How are you feeling?

Depression used to be a taboo topic and open discussions about mental illness have come a long way, but it can still be tough for women to seek help. Dr. Eleora Han, a clinical psychologist, and Dr. Michele White, a psychologist and counselor, chatted with Babe about how to deal when you're wondering, "am I depressed?." These brilliant ladies helped explain the warning signs of depression and who you can reach out to.

What you're feeling emotionally?

Anhedonia and sadness are two main symptoms of depression, according Dr. Han. Anhedonia is no longer getting pleasure from the things you used to really enjoy.

You'll tend to feel despondent a lot of the time. "You might find yourself crying out of the blue," she said. On the other hand, you could suddenly snap at a friend for no reason.

You might also feel completely hopeless about everything. There could be a deep sense of guilt for "things that they shouldn't feel guilty for." Dr. Han used the example of a breakup. "They take it all upon the guilt themselves. Feeling like this is their fault and overly feeling heavy and burdened by that."

These feelings tend to dominate you and feel less like a passing emotion. "It doesn’t need to be everyday," she told us, but if you're feeling this way for the majority of a two week period, it could be depression.

What might you be feeling physically?

[Data shown]:
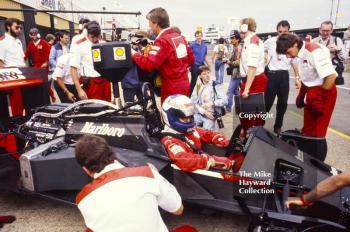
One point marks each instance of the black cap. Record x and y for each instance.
(234, 34)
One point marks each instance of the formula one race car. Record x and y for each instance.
(272, 169)
(42, 160)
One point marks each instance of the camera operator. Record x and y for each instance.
(122, 198)
(208, 96)
(170, 54)
(131, 84)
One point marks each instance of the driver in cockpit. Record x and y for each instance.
(183, 141)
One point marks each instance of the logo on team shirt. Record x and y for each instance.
(104, 129)
(119, 53)
(11, 74)
(180, 47)
(96, 55)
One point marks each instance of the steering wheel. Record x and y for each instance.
(234, 141)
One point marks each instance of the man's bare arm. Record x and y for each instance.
(2, 64)
(250, 78)
(323, 189)
(75, 78)
(329, 81)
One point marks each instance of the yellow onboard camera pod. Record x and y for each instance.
(112, 60)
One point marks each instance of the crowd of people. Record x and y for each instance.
(189, 107)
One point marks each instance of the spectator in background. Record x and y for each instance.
(205, 96)
(251, 68)
(333, 43)
(50, 39)
(233, 62)
(133, 194)
(220, 56)
(176, 29)
(11, 50)
(200, 51)
(335, 46)
(82, 32)
(346, 35)
(38, 49)
(64, 84)
(59, 49)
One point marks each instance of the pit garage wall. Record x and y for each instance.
(47, 23)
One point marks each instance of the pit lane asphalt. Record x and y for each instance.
(37, 214)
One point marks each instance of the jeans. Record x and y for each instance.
(204, 122)
(219, 71)
(194, 76)
(233, 89)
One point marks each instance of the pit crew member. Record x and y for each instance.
(170, 54)
(323, 189)
(96, 87)
(251, 67)
(318, 77)
(11, 50)
(63, 84)
(121, 198)
(278, 67)
(183, 141)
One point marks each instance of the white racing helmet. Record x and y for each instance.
(175, 107)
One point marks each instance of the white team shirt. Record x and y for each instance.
(75, 39)
(276, 61)
(216, 48)
(331, 40)
(252, 55)
(11, 51)
(82, 58)
(314, 64)
(62, 70)
(129, 203)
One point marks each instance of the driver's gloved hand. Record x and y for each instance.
(238, 159)
(221, 162)
(300, 100)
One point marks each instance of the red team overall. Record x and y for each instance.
(170, 54)
(318, 76)
(183, 141)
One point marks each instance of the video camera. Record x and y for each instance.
(218, 113)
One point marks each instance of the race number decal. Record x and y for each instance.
(119, 53)
(11, 74)
(175, 149)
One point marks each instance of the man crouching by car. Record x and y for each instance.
(121, 198)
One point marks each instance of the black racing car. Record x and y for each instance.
(272, 170)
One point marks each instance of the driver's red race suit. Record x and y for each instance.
(172, 56)
(187, 159)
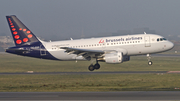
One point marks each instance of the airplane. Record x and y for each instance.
(113, 50)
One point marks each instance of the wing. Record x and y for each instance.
(86, 53)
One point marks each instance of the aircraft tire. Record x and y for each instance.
(150, 63)
(96, 66)
(91, 68)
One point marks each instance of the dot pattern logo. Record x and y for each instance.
(17, 37)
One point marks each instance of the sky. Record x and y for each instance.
(63, 19)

[Work order 1]: In the article on depression, what does Dr. Han say anhedonia is?
[Work order 2]: Write the next part of the article on depression, picking up after its final line.
The records are separate material and have nothing to do with the depression article.

[Task response 1]: Anhedonia is no longer getting pleasure from the things you used to really enjoy.

[Task response 2]:
Dr. White explained that things can quickly spiral downward if you're feeling depressed. "It’s almost like a domino effect," she said. You might be feeling tired all the time so you won't want to get out of bed. That could lead to you eating less because you don't want to go out. The lack of appetite just makes you more tired. Moving might even take more effort because you feel sluggish. It's "like you're moving through quicksand," Dr. Han said.

She also pointed out that someone could put on weight if they've been feeling depressed. "It’s not just like a little a lot more, but a significant amount, like gaining weight or actually losing weight," she told us.

What's your social situation?

If you're energy is down, then you odds are you won't be spending that much time with people. You might feel isolated and want to stay in more because of it. The thought of going out with friends or getting up for class could feel like an impossible task.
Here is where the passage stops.